Starting at the beginning of the records and stopping after the line that contains "x=333, y=173", write those lines out again with "blue" swapped for "green" and nothing else altered.

Records pointing to named objects
"""
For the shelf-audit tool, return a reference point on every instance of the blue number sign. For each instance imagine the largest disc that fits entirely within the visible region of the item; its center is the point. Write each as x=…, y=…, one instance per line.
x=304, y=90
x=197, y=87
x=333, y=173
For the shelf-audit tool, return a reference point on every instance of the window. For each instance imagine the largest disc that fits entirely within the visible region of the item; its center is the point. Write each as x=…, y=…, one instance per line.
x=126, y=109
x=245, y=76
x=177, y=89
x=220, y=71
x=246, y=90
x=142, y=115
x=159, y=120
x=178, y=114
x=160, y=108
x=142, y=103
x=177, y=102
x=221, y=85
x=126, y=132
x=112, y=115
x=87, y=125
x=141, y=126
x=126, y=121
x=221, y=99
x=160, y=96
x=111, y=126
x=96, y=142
"""
◆ **Response to the task**:
For the shelf-audit tool, return a reference point on every instance of the green number sign. For each instance imagine the largest disc that fits entirely within the visible region of the item; its center is the point. Write each as x=…, y=…, one instance per line.
x=304, y=90
x=197, y=87
x=333, y=173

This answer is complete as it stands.